Provided text -
════════════════════
It is always difficult to generalise about a Loire Valley vintage at such an early stage. First, because generalisations rarely if ever apply themselves well to this region, with its great diversity of grape varieties, soil types, climates, viticultural practices and oenological philosophies. Secondly, because this soon after the harvest, tasting opportunities are few and far between.

Nevertheless a few tentative generalisations can be made, before I being this report to a close.

First up, without a doubt the 2022 vintage is what the vignerons term ‘solar’ in style, the characteristics found within the wines reflecting the warm and sunny conditions of the vintage rather than the cooler-vintage profiles seen in years such as 2014 or 2012. This is most evident when on the hunt for acidity; most vignerons I have spoken to readily confess that this is a vintage with low acidity. Technical analyses put the figures in the same ball park as 2020 or 2018, in many cases lower.
════════════════════
Collected material -
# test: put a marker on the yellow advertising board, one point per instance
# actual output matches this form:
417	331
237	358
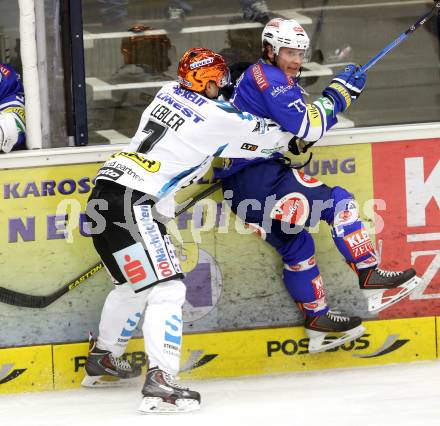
════════════════════
Work to do -
- a) Edit the Loire Valley vintage report starting at "First up, without" and ending at "many cases lower.", putting "range" in place of "ball park".
- b) Resume the Loire Valley vintage report from the point where it stops.
The lines have nothing to do with the Loire Valley vintage report.

The results -
- a)
First up, without a doubt the 2022 vintage is what the vignerons term ‘solar’ in style, the characteristics found within the wines reflecting the warm and sunny conditions of the vintage rather than the cooler-vintage profiles seen in years such as 2014 or 2012. This is most evident when on the hunt for acidity; most vignerons I have spoken to readily confess that this is a vintage with low acidity. Technical analyses put the figures in the same range as 2020 or 2018, in many cases lower.

- b)
Happily, however, many vignerons found that they were not dealing with runaway alcohol levels, as some had to do in these other warmer vintages. In particular 2018, in which one or two cuvées in Chinon declare 15.5% alcohol on the label (and the figure in the wine itself was, I suspect, a little higher, in at least one case, anyway), and 2020, a vintage in which I have discovered more than one or two wines from Vouvray with 14%. This provided some relief to vignerons who were hoping to avoid the combination of high alcohol levels with low acidities, which they find particularly unbalanced on the palate. Lower acidities with modest alcohol levels, meanwhile, apparently work much better together.